#### WHAT YOU HAVE TO DO:
Count the lines in the records that contain the string "skyscraper", treating uppercase and lowercase as different, and give only that number.

#### ENTRIES SUPPLIED:

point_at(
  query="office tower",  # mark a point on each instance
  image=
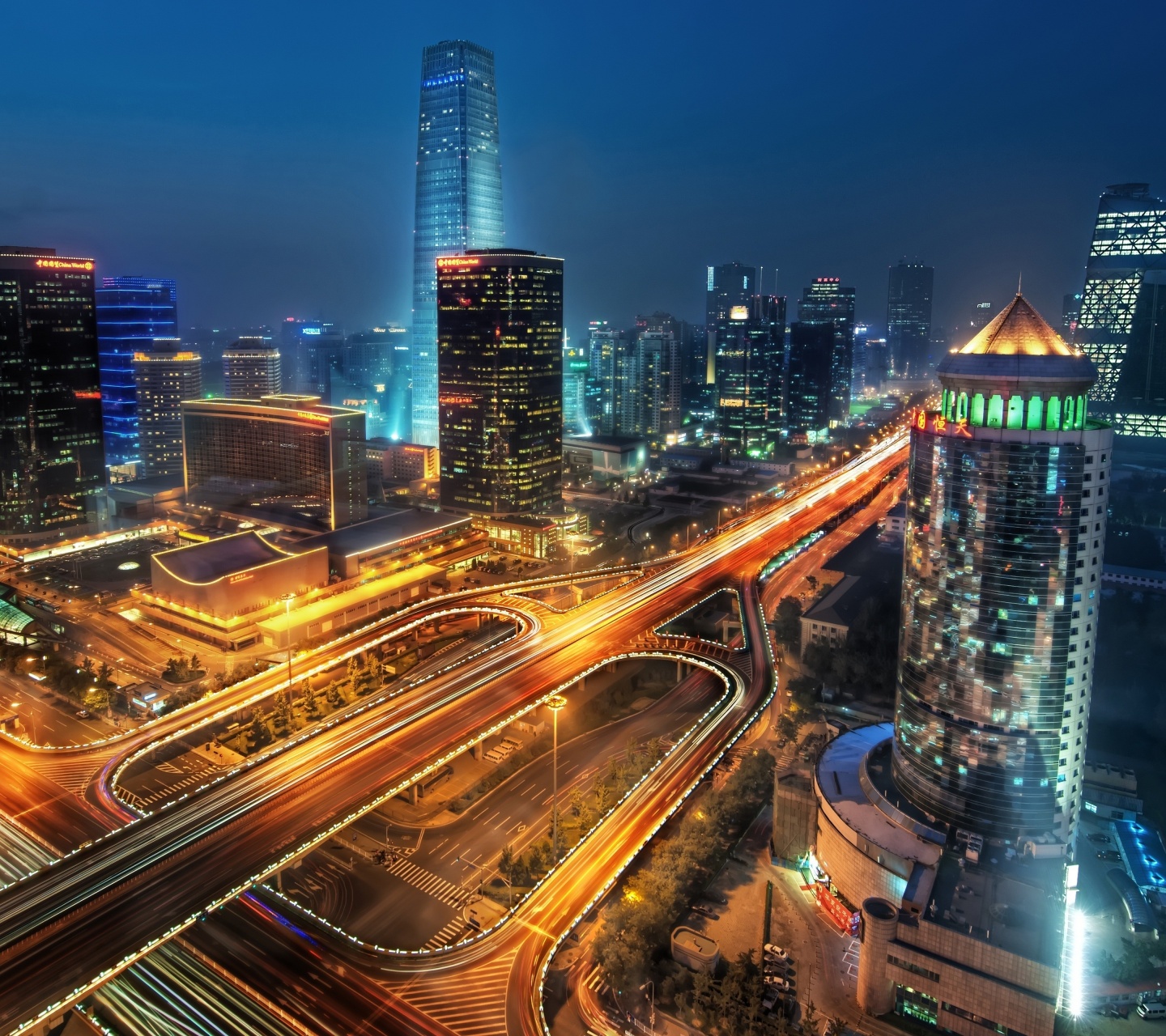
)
(810, 380)
(1006, 532)
(1128, 253)
(606, 347)
(909, 318)
(1070, 315)
(575, 397)
(749, 360)
(729, 286)
(131, 314)
(52, 447)
(458, 199)
(500, 378)
(251, 370)
(164, 378)
(286, 453)
(827, 302)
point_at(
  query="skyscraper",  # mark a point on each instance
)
(52, 451)
(1128, 252)
(500, 374)
(251, 370)
(909, 318)
(458, 195)
(1006, 532)
(827, 302)
(131, 314)
(749, 360)
(164, 378)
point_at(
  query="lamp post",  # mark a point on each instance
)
(287, 611)
(555, 703)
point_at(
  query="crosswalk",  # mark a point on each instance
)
(448, 935)
(453, 895)
(474, 1007)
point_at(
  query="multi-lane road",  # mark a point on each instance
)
(73, 925)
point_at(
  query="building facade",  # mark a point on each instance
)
(131, 314)
(750, 355)
(500, 331)
(52, 445)
(164, 378)
(283, 453)
(458, 195)
(252, 368)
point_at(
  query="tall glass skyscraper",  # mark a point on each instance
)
(131, 314)
(460, 195)
(1126, 254)
(1006, 500)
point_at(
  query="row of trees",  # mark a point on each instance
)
(639, 923)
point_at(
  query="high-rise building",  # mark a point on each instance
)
(606, 349)
(251, 370)
(728, 286)
(1006, 530)
(1126, 257)
(575, 388)
(500, 376)
(131, 314)
(458, 196)
(283, 453)
(827, 302)
(749, 360)
(909, 318)
(810, 380)
(164, 378)
(52, 451)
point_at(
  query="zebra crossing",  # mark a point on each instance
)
(476, 1006)
(453, 895)
(447, 936)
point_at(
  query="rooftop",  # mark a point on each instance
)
(206, 563)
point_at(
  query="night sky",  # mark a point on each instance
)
(264, 153)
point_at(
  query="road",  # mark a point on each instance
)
(70, 927)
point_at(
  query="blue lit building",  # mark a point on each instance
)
(460, 195)
(131, 314)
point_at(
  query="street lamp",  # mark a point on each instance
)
(555, 703)
(287, 611)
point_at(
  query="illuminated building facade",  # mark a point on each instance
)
(131, 314)
(1002, 584)
(52, 449)
(1117, 325)
(281, 453)
(500, 333)
(458, 195)
(252, 368)
(749, 359)
(164, 378)
(828, 302)
(909, 318)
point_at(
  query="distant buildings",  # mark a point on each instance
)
(909, 318)
(52, 449)
(458, 195)
(829, 304)
(500, 331)
(251, 370)
(131, 314)
(1121, 321)
(750, 353)
(164, 378)
(286, 453)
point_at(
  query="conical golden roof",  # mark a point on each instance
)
(1019, 330)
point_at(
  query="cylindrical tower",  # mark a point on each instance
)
(1002, 571)
(876, 988)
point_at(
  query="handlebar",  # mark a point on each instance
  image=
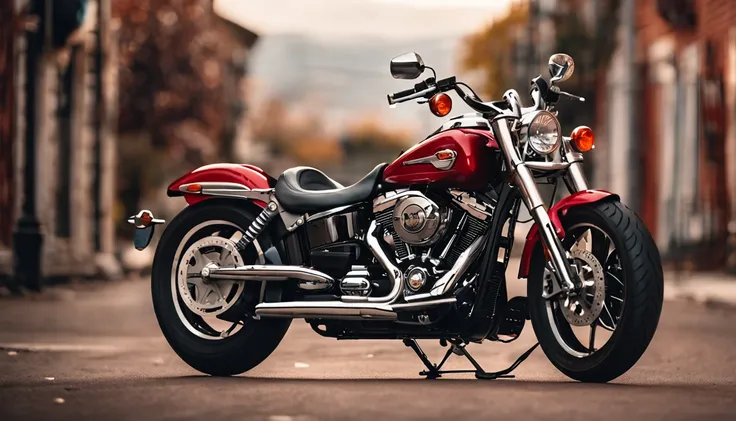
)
(429, 87)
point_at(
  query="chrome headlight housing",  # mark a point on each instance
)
(541, 130)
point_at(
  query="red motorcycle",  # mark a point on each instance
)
(417, 249)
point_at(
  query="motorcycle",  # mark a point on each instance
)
(417, 249)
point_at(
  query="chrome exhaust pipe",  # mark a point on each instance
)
(306, 278)
(343, 311)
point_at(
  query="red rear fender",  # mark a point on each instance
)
(556, 213)
(247, 175)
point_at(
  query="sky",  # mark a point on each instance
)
(397, 19)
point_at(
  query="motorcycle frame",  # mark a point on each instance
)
(522, 188)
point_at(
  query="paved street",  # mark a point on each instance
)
(98, 348)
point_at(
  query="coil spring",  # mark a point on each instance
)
(255, 229)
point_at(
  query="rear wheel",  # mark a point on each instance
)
(190, 310)
(602, 330)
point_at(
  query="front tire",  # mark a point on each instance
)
(639, 296)
(231, 354)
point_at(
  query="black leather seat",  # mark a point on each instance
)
(308, 190)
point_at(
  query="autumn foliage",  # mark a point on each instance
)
(170, 73)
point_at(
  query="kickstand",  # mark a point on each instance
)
(457, 347)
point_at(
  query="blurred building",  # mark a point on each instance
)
(676, 91)
(236, 42)
(73, 95)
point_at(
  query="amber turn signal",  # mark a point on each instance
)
(194, 188)
(582, 139)
(440, 104)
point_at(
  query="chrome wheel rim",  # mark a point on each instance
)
(603, 294)
(196, 302)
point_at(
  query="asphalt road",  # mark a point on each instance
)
(95, 352)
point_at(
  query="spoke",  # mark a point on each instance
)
(224, 254)
(601, 246)
(591, 342)
(615, 277)
(200, 261)
(583, 238)
(613, 321)
(237, 235)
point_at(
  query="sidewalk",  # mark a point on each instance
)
(708, 288)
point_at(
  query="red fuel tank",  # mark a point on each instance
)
(457, 158)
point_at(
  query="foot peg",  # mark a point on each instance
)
(457, 347)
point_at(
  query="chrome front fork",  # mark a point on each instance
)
(524, 180)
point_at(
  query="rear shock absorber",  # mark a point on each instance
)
(255, 229)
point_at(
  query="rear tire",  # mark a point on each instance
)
(235, 354)
(642, 293)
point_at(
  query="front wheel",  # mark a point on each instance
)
(599, 332)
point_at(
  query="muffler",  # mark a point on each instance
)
(342, 310)
(306, 278)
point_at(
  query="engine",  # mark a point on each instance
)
(429, 232)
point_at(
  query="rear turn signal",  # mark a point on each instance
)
(582, 139)
(440, 104)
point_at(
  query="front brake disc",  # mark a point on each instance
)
(584, 308)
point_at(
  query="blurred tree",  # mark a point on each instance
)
(171, 103)
(592, 46)
(490, 51)
(371, 136)
(299, 136)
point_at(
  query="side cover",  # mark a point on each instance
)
(247, 175)
(556, 213)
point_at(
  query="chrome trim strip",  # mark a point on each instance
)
(308, 278)
(424, 304)
(140, 222)
(341, 310)
(389, 199)
(467, 257)
(460, 227)
(440, 164)
(394, 273)
(576, 177)
(326, 310)
(547, 166)
(328, 212)
(470, 204)
(224, 189)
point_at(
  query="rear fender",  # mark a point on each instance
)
(249, 176)
(556, 213)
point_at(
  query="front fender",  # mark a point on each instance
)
(247, 175)
(556, 213)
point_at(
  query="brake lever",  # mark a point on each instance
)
(556, 89)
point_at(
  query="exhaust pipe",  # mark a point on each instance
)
(343, 311)
(307, 278)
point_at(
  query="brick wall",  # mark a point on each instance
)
(714, 20)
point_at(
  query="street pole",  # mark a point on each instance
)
(628, 20)
(27, 236)
(100, 114)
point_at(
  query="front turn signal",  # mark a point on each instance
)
(440, 104)
(582, 139)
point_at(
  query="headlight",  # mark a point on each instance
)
(542, 130)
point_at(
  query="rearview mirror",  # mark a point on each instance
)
(561, 67)
(407, 66)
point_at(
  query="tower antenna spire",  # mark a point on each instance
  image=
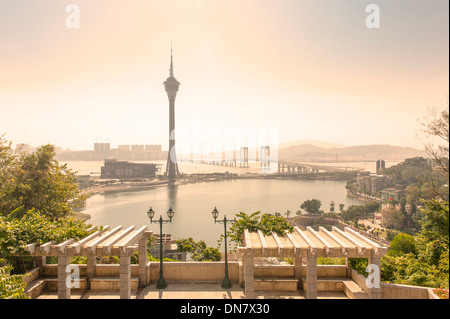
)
(171, 60)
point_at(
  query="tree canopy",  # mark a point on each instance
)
(36, 181)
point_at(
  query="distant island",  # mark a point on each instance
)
(363, 153)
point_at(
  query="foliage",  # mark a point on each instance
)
(312, 206)
(403, 244)
(254, 222)
(353, 213)
(36, 180)
(406, 269)
(35, 227)
(198, 250)
(11, 286)
(441, 293)
(393, 218)
(433, 240)
(436, 125)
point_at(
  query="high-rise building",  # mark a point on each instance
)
(381, 164)
(171, 85)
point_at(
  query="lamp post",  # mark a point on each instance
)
(226, 284)
(161, 284)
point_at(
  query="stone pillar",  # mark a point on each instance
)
(90, 266)
(40, 263)
(125, 276)
(143, 262)
(311, 277)
(63, 275)
(373, 280)
(298, 270)
(249, 276)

#### SOLUTION BELOW:
2